▸ **Work item**:
Set down the records again, keeping each line exactly as it is.

(Dataset entries)
◆ ◆ ◆

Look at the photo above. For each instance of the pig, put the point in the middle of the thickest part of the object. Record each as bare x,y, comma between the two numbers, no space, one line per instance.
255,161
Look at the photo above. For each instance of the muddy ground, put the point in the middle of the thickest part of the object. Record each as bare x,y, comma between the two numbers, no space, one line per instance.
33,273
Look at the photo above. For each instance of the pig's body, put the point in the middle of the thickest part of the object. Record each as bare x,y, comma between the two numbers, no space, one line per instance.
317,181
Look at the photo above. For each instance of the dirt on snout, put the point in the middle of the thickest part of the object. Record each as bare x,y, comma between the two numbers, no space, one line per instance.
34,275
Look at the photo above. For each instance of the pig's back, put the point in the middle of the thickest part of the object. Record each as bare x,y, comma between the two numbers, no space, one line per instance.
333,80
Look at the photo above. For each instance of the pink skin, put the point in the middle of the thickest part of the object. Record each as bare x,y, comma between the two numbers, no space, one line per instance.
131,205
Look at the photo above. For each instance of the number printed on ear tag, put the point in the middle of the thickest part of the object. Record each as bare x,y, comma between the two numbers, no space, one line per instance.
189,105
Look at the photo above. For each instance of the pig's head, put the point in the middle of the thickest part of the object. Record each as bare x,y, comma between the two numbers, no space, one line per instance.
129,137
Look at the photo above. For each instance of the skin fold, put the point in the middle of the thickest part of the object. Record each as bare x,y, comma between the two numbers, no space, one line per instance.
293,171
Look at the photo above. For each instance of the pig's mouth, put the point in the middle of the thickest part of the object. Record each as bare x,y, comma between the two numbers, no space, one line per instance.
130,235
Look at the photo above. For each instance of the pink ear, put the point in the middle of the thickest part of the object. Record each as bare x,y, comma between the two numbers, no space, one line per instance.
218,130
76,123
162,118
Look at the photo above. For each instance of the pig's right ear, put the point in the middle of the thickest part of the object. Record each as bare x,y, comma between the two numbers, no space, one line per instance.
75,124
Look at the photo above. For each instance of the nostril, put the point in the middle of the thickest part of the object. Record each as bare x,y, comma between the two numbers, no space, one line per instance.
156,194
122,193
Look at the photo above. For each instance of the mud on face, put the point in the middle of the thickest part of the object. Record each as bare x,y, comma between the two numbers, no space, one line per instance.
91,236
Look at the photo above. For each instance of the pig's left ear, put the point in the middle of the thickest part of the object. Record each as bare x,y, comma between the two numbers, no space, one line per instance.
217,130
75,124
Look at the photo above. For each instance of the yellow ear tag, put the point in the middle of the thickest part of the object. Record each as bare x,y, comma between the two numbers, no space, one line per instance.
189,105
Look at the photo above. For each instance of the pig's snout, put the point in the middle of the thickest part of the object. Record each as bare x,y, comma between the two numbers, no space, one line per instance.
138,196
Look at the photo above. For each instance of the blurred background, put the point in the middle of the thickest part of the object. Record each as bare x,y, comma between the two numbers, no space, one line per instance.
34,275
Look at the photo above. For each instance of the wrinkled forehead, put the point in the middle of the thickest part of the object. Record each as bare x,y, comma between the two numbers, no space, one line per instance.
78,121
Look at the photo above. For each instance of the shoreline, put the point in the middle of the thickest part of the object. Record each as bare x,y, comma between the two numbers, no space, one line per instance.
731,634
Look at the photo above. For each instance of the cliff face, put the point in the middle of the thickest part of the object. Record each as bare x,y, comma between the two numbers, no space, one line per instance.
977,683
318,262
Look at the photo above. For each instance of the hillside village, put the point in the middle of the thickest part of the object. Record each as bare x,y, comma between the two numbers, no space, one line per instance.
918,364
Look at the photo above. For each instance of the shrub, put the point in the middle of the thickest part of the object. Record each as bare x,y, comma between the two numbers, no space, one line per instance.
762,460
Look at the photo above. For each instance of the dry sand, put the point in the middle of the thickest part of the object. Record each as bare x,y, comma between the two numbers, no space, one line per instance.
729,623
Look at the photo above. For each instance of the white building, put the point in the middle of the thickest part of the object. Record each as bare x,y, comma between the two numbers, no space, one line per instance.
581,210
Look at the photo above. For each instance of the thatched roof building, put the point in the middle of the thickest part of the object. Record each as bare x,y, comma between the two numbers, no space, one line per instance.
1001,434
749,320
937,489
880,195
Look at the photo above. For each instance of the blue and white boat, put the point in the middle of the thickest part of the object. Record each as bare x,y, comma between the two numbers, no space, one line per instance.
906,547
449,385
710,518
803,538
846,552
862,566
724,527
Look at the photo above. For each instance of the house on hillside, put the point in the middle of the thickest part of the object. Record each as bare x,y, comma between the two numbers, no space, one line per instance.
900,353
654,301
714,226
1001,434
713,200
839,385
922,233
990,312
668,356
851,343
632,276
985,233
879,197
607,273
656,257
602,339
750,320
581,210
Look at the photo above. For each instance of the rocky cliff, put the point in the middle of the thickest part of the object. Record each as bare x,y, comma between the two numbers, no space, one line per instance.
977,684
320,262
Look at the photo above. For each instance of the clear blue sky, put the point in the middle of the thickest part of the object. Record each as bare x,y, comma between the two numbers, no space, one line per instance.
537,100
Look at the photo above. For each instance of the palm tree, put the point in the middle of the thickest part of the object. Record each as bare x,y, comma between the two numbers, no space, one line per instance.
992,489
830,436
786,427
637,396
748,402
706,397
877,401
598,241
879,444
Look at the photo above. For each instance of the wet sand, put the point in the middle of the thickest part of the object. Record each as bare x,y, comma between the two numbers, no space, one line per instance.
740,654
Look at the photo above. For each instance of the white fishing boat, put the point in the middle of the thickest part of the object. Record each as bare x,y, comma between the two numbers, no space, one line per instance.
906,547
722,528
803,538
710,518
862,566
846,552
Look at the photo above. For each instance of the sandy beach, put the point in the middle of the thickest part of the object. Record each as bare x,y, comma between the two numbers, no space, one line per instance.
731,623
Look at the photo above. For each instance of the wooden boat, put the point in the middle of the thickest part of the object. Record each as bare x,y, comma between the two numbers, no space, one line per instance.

◆ ◆ ◆

▸ **Completed exercise**:
Look at the photo above. For each instance of the pig, put the point in the middle of the thickest part of the object. Record each as bare x,y, comma between the two numbers, no space, one line per instance.
255,161
Look at the photo above. For each instance of the muddy ground, put the point in the middle of the thickest part of the object. Record each as bare x,y, comma between the two numbers, no space, one line per instance.
33,273
Look at the photo above. For each instance of the pig's body, put the point in the middle of the thickest part of the object. Record each as bare x,y, comma between the two numbers, no space, one line per instance.
317,181
Look at the photo above. For each instance of the dirt on snout, put the point in the middle of the thickest part of the object. Record each as bare x,y, comma between the two numbers, no space, one line per instance.
34,275
Look at the photo above. For each instance of the pig's back, put the point in the middle of the thickest part of the object. Record each as bare x,y, comma between the two numbers, no space, one line per instance.
333,80
Look at the photo above. For each instance of the pink skin, put the point in the middle of the thickest part of the object. Record each as bare x,y, comma between the two numbers, no space, one line per instance.
131,205
Look at the photo above. For each instance of the number printed on ear tag, put the point in the middle of the thickest part of the object. Record each as bare x,y, comma between the two numbers, no space, one line per instance.
189,105
Look at the photo above. For each instance of the pig's head, put the point in the middle of the thickest part of the object. Record each as bare x,y, comma between the two numbers, no space, one line per instance.
129,137
Look at the photo above. For each instance of the skin fold, put the point in the middle of the thickest part of the object. Record each as bare x,y, comma between the two numbers, no space, one line per instance.
293,171
Look at the photo above. For each instance of the pig's mouth, put the point in the middle of the thickest part of the object. Record each as bare x,y, comma between the two numbers, no space, one line per instance.
130,235
Look at the photo above. For each instance of the pink ear, put the point in the middle of the thickest part of the object. Record each as bare x,y, comma between the two numbers, no space, one line per instance.
218,130
76,123
162,118
Look at the photo above. For each instance of the pig's right ear, put the point in the middle of the thickest part of the object. Record each as bare x,y, comma between the two numbers, no space, one line per instance.
75,124
Look at the photo above. For each instance of the nostril, put the point in the middle of the thickest part of the object. Record each as bare x,y, comma between the two numbers, no space, one line per instance.
156,194
122,193
Look at the photo above. For each instance of the mud on face, put the point in the middle of the thickest part of the object. Record each as bare x,y, comma between the two numbers, no space, one line per instance.
91,236
Look at the photo above. For each instance of the pig's left ear, put the point in the middle of the thickest part of the object. Record each as bare x,y, comma between the two numbers, no space, one line per instance.
217,130
75,124
Look at the photo above. For each instance of the yellow ear tag, put the point in the middle of the thickest part of the object. Record each as bare x,y, comma between the two numbers, no space, one line per instance.
189,105
Look at the photo above. For each instance of the pig's snout, put the point in the middle of the thickest part of the object. Record each as bare x,y, comma between the two numbers, no space, one line per instance.
138,196
Look at the photo above. For each instance of the blurred background, put the point in the middle of the thickest part of the object. Record each as bare x,y, comma between the two numbers, no space, one line per instance.
34,275
Look at the photo above. For each instance of the wrinkled forehead, put the point in the middle of the thickest part of the object. Record each as bare x,y, comma between the two numbers, no space, one line per instance.
78,121
Look at the photo above. For each instance of the shoreline, put the point in the middle of the thickest part of the object. Record each as bare x,y, comma between the two numbers, no space, one line per instance.
731,634
Look at the photo above. For each instance of the cliff face, put the point in the middle of the thickest part of the object. Record each as bare x,y, comma between the two numbers, no space, one line per instance.
977,683
318,262
Look at the photo above. For each instance of the hillside village, put the point in the middle of the thickest part of the object. Record each as bare x,y, comma between the two numbers, no space, one line per instance.
918,364
Look at the photo above. For each instance of the shrub, put the point in the middle of the thickest part of the object. Record each as bare x,y, comma between the two numbers, no space, one line per instance.
762,460
Look at the photo above. For each instance of the dry sand, put the point in the middle of the thickest part of the object. Record each as bare x,y, comma between the two numbers, no space, one line per instance.
729,623
Look at the photo above. For each instance of the white building, put the point in the middle of the thickest part of the object. Record each as bare x,y, comma between the two numbers, no space, one line per instance.
581,210
Look at the photo above. For each instance of the thatched roof building, put the point in the middle of the thickest part of the object. Record each as bare x,y, comma between the two numbers, no space, one line per instance.
1001,434
749,320
937,489
880,195
Look at the photo above. For each instance of the blue and white boat, put the point in the middle of the thickest part of the object. Record each as bare x,y, comma between the two numbers, no space, one line per instance.
906,547
449,385
710,518
803,538
846,552
862,566
724,527
Look at the photo above. For each instance of the house on hillside, put the point in the middle of the thickest part of the object. Record each as bare x,y, comma between the two numbers, no space, one line per instance.
900,353
654,301
714,226
1001,434
713,200
839,385
922,233
990,312
668,356
851,343
632,276
985,233
879,197
607,273
656,257
602,339
750,320
581,210
Look at the photo above. For each instance of the rocky cliff, put the point in the middle of the thickest part of the object. Record each as bare x,y, comma between the two numbers, no space, one line per instance.
977,684
320,262
Look at the photo above. For each instance of the clear blue sky, put the point in the middle of the thickest part of the object. Record each as bare x,y, comma between the two numbers, no space, one line per instance.
537,100
Look at the photo above. For each instance of the palm tree, put the point in the middle of the thickest part of the object. Record each as bare x,y, comma between the two numbers, no space, one line per instance.
992,489
830,436
786,427
637,396
748,402
706,397
877,401
598,241
879,444
Look at the photo above. For each instance of the wet sand, put the point in the middle of the thickest part of the object. Record each as bare x,y, comma between the two numbers, no space, one line per instance.
740,654
Look at the photo above. For each instance of the white fishing boat, put the point in the middle of the thickest part of the object. Record each as bare x,y, comma between the two numbers, no space, one line per instance.
906,547
722,528
803,538
710,518
862,566
846,552
Look at the photo above. For each instance of the sandy beach, put the point in the middle of the thickest part of the object. Record each as bare x,y, comma between the two numbers, no space, one line per instance.
731,623
Look at the photo above. For each instance of the wooden boat, put the point in the middle of the thickest part of the object. Record each as bare x,y, comma between the two numbers, no space, one line per instance.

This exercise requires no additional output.